EXERCISES:
a) Reproduce the part of the method documentation that begins with "TimeoutError – If" and ends after "A single job ID or a list of job IDs.", substituting "asyncio.TimeoutError" for "TimeoutError".
b) In the method documentation, what is the default timeout for fetch_job_result_async?

TEXT EXCERPT:

☆ ☆ ☆ ☆ ☆ ☆ ☆

If return_failures=True: Tuple[List[Tuple[Optional[Dict], str]], List[Tuple[str, str]]] - A tuple of:
List of successful job results.
List of failures containing job ID and error message.
- Return type:
If return_failures=False
- Raises:
ValueError – If there is an error in decoding the job result.
TimeoutError – If the fetch operation times out.
Exception – For all other unexpected issues.
- fetch_job_result_async(
- job_ids: str | List[str],
- timeout: float = 10,
- data_only: bool = True,
Fetches job results for a list or a single job ID asynchronously and returns a mapping of futures to job IDs.
- Parameters:
job_ids (Union[str, List[str]]) – A single job ID or a list of job IDs.
timeout (float) – Timeout for fetching each job result, in seconds.
data_only (bool) – Whether to return only the data part of the job result.
- Returns:
A dictionary mapping each future to its corresponding job ID.
- Return type:
Dict[Future, str]
- fetch_job_result_cli(
- job_ids: str | List[str],
- timeout: float = 100,
- data_only: bool = True,
- submit_job(
- job_indices: str | List[str],
- job_queue_id: str,
- batch_size: int = 10,
- submit_job_async(
- job_indices: str | List[str],
- job_queue_id: str,
Asynchronously submits one or more jobs to a specified job queue using a thread pool. This method handles both single job ID or a list of job IDs.
- Parameters:
job_indices (Union[str, List[str]]) – A single job ID or a list of job IDs to be submitted.
job_queue_id (str) – The ID of the job queue where the jobs will be submitted.
- Returns:
A dictionary mapping futures to their respective job IDs for later retrieval of outcomes.
- Return type:
Dict[Future, str]
Notes
This method queues the jobs for asynchronous submission and returns a mapping of futures to job IDs.
It does not wait for any of the jobs to complete.
Ensure that each job is in the proper state before submission.

☆ ☆ ☆ ☆ ☆ ☆ ☆

PROVIDED MATERIAL:
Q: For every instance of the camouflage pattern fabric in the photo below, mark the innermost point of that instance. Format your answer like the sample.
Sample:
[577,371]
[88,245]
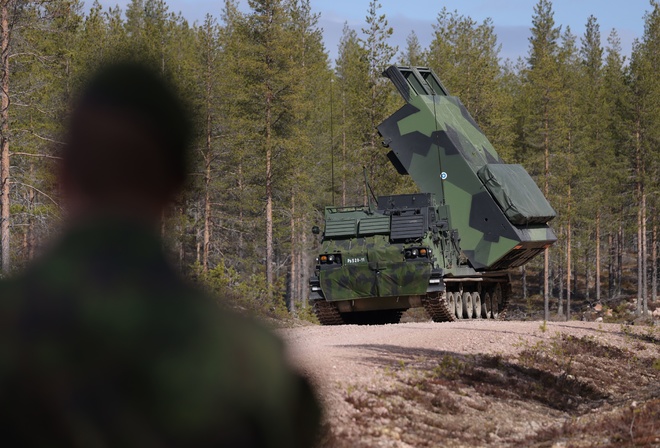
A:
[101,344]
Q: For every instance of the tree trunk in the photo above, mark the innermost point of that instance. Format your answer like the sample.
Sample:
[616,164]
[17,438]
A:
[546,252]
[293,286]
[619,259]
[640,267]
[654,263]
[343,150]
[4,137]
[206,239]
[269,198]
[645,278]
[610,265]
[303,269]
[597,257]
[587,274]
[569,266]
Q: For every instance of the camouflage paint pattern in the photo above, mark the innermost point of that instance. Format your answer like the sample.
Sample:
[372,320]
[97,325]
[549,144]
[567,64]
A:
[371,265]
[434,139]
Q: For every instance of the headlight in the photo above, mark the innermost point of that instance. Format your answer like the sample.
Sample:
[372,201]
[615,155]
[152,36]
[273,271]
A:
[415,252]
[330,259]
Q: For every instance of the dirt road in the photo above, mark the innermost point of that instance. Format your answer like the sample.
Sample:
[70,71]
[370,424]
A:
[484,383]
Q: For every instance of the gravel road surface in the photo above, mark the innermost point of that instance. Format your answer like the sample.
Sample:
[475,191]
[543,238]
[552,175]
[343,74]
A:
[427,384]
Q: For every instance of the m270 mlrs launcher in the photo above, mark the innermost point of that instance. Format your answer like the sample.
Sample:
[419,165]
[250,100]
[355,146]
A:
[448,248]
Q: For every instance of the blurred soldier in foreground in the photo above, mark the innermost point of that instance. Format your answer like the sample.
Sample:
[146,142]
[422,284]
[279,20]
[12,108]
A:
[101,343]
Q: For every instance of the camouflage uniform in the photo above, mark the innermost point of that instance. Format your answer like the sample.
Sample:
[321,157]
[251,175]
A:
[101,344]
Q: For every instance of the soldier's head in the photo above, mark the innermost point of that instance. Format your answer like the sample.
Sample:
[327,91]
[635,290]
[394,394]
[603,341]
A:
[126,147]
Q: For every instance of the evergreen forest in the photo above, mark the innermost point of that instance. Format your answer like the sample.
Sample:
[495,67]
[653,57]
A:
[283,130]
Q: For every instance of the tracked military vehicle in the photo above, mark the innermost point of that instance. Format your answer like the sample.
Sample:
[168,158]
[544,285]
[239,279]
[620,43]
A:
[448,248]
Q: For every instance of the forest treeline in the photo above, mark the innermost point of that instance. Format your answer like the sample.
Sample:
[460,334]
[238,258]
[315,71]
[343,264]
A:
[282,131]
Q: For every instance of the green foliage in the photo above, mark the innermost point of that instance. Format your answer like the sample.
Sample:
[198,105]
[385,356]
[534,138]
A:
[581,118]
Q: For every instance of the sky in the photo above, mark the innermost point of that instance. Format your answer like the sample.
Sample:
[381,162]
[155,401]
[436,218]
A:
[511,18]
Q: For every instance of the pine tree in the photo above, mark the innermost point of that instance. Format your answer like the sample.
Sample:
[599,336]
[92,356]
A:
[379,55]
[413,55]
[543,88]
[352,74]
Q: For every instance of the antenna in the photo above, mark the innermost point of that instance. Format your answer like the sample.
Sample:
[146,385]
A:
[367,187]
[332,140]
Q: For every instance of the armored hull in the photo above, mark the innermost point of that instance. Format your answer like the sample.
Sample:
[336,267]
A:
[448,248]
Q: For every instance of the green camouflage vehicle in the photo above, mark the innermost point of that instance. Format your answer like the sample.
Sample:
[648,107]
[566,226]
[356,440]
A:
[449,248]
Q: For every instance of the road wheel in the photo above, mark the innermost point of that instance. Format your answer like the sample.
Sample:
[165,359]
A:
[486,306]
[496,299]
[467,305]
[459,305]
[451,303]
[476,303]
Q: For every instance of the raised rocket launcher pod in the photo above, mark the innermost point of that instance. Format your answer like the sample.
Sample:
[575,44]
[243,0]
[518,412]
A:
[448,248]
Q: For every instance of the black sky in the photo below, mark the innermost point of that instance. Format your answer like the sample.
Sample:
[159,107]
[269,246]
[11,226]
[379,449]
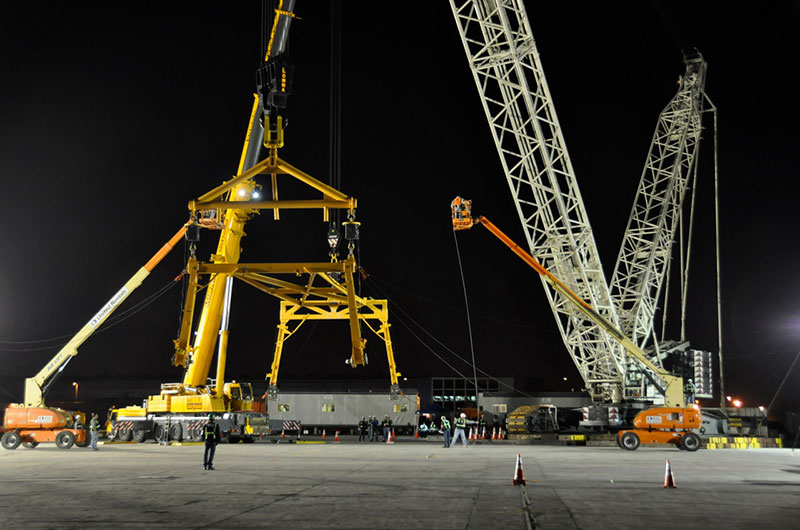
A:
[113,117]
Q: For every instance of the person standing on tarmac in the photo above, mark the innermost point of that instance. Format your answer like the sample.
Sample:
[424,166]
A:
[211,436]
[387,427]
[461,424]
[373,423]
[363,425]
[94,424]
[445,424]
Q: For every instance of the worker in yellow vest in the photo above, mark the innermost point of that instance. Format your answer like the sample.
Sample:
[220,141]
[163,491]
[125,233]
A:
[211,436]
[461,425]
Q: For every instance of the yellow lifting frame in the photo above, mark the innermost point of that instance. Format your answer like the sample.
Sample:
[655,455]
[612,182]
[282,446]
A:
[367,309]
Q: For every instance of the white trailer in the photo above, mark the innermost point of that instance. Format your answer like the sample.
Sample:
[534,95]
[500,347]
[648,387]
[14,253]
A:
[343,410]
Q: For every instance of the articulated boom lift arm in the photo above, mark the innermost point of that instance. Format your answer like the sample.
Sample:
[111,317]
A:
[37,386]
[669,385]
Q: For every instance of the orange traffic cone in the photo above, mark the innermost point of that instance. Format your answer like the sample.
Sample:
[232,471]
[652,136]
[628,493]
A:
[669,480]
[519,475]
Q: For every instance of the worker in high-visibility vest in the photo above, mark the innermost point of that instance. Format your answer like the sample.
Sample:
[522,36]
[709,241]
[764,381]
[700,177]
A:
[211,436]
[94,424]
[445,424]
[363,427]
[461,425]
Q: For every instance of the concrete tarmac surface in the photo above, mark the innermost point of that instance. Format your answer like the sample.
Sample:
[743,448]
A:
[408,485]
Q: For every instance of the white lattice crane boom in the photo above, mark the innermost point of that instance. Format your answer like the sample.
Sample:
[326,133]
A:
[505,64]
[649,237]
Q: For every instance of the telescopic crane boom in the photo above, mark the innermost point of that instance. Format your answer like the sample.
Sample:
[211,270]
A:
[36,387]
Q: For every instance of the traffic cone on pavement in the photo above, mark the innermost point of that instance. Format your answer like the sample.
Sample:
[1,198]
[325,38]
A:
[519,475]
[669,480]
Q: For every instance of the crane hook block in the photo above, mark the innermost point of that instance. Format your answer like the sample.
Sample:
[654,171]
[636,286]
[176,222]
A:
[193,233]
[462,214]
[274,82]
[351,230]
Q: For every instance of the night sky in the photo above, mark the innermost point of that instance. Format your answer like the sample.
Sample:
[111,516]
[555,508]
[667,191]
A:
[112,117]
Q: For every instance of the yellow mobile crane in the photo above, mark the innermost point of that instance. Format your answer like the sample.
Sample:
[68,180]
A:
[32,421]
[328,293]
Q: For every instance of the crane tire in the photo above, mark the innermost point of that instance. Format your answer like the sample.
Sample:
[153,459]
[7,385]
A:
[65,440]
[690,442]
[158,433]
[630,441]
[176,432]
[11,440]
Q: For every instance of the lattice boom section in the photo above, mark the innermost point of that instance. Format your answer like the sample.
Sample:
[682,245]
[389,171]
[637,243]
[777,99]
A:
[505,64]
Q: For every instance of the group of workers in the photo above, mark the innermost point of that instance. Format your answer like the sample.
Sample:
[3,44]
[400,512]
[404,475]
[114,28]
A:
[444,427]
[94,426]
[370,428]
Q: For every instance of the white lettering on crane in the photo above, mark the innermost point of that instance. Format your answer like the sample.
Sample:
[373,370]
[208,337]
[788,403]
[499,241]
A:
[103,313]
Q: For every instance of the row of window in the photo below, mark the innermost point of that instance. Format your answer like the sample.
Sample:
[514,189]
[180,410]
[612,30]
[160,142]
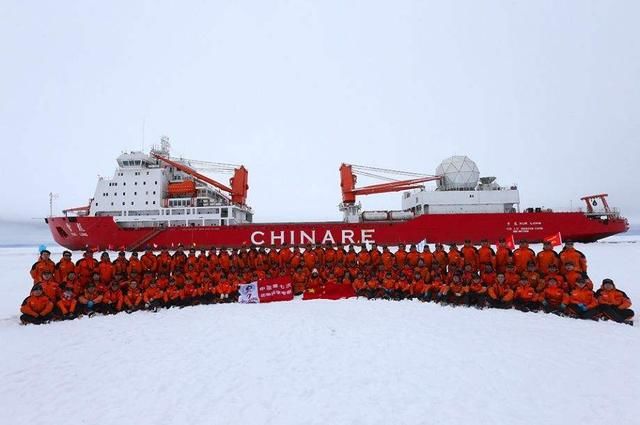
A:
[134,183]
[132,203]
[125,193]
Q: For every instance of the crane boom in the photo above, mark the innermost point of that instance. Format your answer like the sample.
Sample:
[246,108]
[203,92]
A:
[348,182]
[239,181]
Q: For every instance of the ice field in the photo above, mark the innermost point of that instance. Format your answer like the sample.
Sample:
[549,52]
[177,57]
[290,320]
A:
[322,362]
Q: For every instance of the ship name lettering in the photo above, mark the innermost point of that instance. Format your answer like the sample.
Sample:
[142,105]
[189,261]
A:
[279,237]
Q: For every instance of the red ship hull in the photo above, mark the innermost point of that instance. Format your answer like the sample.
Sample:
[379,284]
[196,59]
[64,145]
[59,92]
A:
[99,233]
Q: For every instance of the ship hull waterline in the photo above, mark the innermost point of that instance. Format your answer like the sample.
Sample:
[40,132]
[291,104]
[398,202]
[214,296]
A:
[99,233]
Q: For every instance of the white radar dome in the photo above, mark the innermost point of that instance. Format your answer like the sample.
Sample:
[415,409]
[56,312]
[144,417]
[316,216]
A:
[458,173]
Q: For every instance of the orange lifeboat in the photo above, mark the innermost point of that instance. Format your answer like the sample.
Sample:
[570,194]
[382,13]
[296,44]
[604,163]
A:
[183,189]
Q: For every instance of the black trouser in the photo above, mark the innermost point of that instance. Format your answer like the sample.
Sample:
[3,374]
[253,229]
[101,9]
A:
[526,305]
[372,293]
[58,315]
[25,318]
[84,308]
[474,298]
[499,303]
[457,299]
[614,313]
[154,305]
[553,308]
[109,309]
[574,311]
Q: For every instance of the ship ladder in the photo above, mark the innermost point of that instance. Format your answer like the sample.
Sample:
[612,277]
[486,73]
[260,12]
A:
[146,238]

☆ ☆ ☆ ☆ ☆ ☆ ☆

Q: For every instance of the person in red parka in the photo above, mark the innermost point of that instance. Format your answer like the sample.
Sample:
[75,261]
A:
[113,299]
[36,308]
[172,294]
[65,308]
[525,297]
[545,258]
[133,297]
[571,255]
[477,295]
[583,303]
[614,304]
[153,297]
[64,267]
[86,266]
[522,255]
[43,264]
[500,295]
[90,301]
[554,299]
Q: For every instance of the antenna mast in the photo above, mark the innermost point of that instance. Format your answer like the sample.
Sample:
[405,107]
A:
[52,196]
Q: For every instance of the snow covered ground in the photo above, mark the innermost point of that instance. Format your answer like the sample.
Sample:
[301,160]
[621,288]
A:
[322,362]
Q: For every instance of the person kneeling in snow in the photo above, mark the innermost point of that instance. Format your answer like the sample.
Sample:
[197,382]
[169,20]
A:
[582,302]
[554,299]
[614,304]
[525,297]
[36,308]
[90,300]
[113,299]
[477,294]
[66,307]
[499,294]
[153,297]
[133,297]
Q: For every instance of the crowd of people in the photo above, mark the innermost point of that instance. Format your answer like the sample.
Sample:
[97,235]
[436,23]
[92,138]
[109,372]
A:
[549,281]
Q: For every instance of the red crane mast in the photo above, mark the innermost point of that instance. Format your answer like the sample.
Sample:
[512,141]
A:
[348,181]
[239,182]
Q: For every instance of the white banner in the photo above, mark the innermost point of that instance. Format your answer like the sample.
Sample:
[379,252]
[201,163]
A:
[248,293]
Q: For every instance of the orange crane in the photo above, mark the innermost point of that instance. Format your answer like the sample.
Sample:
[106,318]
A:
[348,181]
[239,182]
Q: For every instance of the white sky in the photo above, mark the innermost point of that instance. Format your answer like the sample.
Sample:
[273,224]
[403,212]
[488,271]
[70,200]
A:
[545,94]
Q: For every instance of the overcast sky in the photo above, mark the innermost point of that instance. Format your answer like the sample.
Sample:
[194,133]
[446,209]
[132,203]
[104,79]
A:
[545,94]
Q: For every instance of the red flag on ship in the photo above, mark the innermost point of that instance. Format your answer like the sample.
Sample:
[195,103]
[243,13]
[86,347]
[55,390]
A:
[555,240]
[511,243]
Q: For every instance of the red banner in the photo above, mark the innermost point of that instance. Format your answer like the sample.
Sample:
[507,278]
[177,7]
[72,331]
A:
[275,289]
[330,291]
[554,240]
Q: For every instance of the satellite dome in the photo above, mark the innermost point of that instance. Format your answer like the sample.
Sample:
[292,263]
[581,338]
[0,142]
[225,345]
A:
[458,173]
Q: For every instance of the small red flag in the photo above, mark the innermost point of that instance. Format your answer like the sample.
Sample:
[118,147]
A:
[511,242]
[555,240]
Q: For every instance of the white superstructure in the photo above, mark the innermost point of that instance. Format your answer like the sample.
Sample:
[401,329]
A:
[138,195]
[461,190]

☆ ☆ ☆ ☆ ☆ ☆ ☆

TASK RESULTS:
a)
asyncio.TimeoutError – If the fetch operation times out.
Exception – For all other unexpected issues.
- fetch_job_result_async(
- job_ids: str | List[str],
- timeout: float = 10,
- data_only: bool = True,
Fetches job results for a list or a single job ID asynchronously and returns a mapping of futures to job IDs.
- Parameters:
job_ids (Union[str, List[str]]) – A single job ID or a list of job IDs.

b) 10 seconds.